**STATED EXERCISE 1**. Reproduce the passage on the computing system's detection modules word for word.

**DOCUMENT PASSAGE**.

-=-=-=-=-

In some embodiments, computing system 60 may include a traffic signal detection module 84. In such cases the computing system may be configured to include a status of a detected traffic signal as part of a contextual commentary associated with a street sign and/or as a contextual commentary independently associated with the traffic signal. In this way, the computing system may notify a user whether or not it is safe to cross a street.
In some embodiments, computing system 60 may include an input-detection module 82 configured to recognize an input device (e.g., keyboard) including one or more textual images (e.g., keys with letter characters). The input-detection module 82 may be configured to detect common keyboard or other input device patterns (e.g., QWERTY, DVORAK, Ten-key, etc.). In this way, the computing system may formulate a contextual commentary notifying a user of a particular input device so that the user may better operate that input device.
In some embodiments, computing system 60 may include a clock-detection module 80 configured to recognize a clock including hour-indicating numerals arranged in a circle or other known clock pattern (e.g., oval, square, rectangle, etc.). The clock-detection module may be further configured to read the time based on the hand position of the clock relative to the hour-indicating numerals.

-=-=-=-=-

**LISTING**.

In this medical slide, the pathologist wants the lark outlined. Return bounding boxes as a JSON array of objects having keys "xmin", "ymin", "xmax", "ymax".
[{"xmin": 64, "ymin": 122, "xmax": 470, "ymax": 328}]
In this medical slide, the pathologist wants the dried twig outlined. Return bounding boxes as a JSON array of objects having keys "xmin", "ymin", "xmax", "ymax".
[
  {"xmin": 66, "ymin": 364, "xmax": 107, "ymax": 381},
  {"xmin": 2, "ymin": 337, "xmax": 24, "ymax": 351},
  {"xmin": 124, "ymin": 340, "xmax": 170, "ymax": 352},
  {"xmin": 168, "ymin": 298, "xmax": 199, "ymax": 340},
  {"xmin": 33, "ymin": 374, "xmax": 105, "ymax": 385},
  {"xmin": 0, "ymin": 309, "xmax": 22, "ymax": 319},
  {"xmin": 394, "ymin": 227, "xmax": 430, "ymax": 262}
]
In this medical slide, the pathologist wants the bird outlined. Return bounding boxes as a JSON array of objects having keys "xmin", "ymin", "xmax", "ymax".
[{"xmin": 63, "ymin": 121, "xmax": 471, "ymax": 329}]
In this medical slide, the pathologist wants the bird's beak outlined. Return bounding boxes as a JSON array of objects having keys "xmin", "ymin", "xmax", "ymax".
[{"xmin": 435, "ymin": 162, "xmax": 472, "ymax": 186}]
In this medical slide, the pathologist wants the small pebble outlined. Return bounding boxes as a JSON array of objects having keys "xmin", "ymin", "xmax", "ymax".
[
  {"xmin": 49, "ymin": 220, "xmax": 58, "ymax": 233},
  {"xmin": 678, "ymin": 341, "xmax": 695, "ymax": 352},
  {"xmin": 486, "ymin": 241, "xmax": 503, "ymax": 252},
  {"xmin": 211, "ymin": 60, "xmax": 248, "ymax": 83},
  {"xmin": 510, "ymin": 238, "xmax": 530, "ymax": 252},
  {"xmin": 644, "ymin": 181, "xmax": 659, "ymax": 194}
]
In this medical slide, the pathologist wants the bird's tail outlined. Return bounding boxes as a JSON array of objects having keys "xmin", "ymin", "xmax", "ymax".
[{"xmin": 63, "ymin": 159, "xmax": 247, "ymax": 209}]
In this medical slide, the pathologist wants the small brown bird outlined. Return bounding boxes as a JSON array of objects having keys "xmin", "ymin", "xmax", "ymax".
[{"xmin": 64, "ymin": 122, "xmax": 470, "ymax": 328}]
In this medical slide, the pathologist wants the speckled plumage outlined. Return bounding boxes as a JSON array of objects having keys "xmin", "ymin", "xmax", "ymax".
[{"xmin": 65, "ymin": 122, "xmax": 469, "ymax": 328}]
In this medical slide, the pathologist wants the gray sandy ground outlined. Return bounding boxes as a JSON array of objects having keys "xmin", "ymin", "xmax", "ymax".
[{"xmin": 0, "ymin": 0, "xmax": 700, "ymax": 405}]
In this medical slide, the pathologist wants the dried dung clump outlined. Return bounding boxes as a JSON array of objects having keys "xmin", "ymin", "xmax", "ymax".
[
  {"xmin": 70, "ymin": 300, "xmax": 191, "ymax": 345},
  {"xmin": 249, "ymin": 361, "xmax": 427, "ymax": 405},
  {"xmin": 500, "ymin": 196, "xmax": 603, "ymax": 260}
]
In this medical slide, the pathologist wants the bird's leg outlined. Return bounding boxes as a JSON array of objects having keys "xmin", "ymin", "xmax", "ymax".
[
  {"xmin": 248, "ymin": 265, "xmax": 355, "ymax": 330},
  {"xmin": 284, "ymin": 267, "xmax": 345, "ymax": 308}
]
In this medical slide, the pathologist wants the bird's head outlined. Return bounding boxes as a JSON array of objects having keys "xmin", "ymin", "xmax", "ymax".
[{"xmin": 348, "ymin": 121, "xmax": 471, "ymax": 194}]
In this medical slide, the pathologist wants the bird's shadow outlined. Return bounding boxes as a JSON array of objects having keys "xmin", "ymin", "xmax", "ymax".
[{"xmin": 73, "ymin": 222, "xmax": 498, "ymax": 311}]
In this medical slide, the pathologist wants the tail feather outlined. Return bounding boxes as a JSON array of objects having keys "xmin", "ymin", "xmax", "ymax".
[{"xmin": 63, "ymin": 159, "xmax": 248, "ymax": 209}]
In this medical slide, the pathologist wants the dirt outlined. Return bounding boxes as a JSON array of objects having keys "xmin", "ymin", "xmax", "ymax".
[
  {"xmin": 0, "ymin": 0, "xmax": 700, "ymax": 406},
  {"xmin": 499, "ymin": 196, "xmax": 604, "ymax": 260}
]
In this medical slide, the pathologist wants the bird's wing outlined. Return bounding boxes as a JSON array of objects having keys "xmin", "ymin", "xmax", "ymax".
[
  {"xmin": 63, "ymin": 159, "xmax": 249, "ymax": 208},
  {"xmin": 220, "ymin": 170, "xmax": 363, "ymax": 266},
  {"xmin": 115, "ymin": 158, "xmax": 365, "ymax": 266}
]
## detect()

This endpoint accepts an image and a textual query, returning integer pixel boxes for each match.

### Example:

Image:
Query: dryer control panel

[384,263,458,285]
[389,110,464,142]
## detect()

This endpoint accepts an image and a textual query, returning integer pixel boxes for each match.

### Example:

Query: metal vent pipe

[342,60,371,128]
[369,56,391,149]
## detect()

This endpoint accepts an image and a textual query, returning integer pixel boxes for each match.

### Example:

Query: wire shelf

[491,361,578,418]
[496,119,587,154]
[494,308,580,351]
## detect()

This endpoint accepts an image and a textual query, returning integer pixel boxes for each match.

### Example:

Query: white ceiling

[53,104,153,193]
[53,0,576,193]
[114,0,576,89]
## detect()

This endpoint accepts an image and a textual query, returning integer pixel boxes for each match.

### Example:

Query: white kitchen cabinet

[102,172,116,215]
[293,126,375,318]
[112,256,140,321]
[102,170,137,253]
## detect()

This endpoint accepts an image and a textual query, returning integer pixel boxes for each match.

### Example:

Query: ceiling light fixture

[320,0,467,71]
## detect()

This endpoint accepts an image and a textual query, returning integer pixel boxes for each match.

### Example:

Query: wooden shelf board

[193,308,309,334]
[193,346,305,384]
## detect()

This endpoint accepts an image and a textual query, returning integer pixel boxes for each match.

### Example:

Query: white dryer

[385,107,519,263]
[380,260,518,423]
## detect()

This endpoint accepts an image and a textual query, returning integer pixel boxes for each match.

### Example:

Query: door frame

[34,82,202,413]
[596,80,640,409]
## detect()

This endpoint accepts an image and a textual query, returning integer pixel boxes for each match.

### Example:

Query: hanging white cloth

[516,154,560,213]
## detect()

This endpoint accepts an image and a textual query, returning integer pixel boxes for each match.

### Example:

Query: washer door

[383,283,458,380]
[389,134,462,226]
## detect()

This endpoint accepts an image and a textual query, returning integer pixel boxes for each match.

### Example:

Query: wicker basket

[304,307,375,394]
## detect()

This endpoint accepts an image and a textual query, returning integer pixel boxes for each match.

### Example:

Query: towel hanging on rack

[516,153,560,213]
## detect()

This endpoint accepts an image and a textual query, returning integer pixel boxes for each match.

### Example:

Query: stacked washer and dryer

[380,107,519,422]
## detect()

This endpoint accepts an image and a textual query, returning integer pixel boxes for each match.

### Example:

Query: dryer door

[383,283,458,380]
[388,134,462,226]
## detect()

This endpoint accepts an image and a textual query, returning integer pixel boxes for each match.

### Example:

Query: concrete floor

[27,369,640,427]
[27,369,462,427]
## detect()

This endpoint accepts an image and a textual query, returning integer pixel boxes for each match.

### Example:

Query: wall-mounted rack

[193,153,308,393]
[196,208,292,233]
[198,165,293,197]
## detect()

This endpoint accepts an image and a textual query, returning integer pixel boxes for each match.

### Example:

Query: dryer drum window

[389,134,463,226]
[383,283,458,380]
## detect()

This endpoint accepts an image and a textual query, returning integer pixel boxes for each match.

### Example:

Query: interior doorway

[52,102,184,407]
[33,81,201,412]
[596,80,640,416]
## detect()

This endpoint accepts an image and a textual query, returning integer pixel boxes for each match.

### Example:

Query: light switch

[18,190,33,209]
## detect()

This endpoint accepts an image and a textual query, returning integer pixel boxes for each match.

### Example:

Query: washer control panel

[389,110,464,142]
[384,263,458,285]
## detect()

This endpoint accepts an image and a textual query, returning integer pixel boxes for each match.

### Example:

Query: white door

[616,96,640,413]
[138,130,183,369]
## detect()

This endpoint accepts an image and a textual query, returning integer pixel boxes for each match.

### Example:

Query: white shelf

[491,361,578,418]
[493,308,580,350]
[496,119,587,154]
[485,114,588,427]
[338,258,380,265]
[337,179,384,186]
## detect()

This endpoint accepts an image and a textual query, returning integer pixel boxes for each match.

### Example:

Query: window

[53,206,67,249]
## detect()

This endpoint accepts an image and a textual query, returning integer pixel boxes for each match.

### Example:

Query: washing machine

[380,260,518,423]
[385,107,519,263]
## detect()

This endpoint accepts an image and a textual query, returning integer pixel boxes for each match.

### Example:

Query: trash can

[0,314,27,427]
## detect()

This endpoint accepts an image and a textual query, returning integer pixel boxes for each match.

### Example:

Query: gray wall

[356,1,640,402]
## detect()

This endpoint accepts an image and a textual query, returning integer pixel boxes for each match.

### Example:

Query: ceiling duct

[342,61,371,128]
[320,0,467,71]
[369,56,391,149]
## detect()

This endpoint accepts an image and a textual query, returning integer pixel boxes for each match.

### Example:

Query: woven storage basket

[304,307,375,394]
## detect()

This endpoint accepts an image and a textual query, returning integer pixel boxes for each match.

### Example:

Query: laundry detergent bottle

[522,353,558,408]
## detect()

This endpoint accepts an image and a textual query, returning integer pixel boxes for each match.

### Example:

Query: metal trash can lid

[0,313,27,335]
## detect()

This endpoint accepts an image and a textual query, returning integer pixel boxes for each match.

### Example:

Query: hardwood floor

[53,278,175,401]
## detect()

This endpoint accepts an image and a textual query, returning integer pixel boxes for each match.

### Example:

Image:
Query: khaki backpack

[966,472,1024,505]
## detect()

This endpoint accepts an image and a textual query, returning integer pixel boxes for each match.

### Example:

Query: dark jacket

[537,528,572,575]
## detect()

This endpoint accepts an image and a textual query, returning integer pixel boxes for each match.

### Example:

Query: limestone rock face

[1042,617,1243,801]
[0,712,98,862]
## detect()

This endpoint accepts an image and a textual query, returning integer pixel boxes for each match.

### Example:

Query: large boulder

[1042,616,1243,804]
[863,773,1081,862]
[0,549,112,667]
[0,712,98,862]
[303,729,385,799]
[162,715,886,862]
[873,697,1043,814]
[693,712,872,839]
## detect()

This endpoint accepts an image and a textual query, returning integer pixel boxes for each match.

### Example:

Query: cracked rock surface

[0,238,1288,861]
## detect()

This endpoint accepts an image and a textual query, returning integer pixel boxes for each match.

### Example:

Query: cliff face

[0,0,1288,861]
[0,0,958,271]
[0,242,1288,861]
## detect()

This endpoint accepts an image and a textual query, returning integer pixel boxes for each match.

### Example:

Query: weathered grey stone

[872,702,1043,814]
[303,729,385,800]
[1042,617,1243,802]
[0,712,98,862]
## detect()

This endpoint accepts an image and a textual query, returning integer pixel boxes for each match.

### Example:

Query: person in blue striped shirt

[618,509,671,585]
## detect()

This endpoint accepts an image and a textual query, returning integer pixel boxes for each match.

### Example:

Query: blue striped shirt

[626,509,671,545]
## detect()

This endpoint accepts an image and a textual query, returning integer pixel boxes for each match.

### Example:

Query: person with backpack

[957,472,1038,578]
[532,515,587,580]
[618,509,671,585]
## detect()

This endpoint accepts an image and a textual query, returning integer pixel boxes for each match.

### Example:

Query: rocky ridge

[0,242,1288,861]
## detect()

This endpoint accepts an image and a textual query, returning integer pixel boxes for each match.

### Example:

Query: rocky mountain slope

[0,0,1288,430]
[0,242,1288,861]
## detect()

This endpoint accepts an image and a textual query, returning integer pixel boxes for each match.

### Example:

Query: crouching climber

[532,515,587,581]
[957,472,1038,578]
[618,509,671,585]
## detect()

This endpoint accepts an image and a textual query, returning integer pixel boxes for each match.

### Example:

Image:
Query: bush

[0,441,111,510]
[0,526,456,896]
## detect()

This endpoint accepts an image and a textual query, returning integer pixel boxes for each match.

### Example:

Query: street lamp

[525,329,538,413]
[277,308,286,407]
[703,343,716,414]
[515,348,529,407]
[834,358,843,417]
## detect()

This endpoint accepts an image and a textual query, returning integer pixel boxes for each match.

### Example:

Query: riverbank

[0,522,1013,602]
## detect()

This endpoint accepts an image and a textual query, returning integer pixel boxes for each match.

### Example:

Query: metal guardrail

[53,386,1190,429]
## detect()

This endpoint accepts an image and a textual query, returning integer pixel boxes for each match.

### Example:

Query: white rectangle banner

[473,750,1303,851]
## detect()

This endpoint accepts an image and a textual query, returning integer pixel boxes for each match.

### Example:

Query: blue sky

-=-=-=-=-

**STATED EXERCISE 2**. Locate each line in the rows above that contains the string "tail", treating uppercase and lowercase as different, and copy those lines.

**RIGHT ANSWER 1**.
In some embodiments, computing system 60 may include a traffic signal detection module 84. In such cases the computing system may be configured to include a status of a detected traffic signal as part of a contextual commentary associated with a street sign and/or as a contextual commentary independently associated with the traffic signal. In this way, the computing system may notify a user whether or not it is safe to cross a street.
In some embodiments, computing system 60 may include an input-detection module 82 configured to recognize an input device (e.g., keyboard) including one or more textual images (e.g., keys with letter characters). The input-detection module 82 may be configured to detect common keyboard or other input device patterns (e.g., QWERTY, DVORAK, Ten-key, etc.). In this way, the computing system may formulate a contextual commentary notifying a user of a particular input device so that the user may better operate that input device.
In some embodiments, computing system 60 may include a clock-detection module 80 configured to recognize a clock including hour-indicating numerals arranged in a circle or other known clock pattern (e.g., oval, square, rectangle, etc.). The clock-detection module may be further configured to read the time based on the hand position of the clock relative to the hour-indicating numerals.

**RIGHT ANSWER 2**.
In this medical slide, the pathologist wants the bird's tail outlined. Return bounding boxes as a JSON array of objects having keys "xmin", "ymin", "xmax", "ymax".
In this medical slide, the pathologist wants the tail feather outlined. Return bounding boxes as a JSON array of objects having keys "xmin", "ymin", "xmax", "ymax".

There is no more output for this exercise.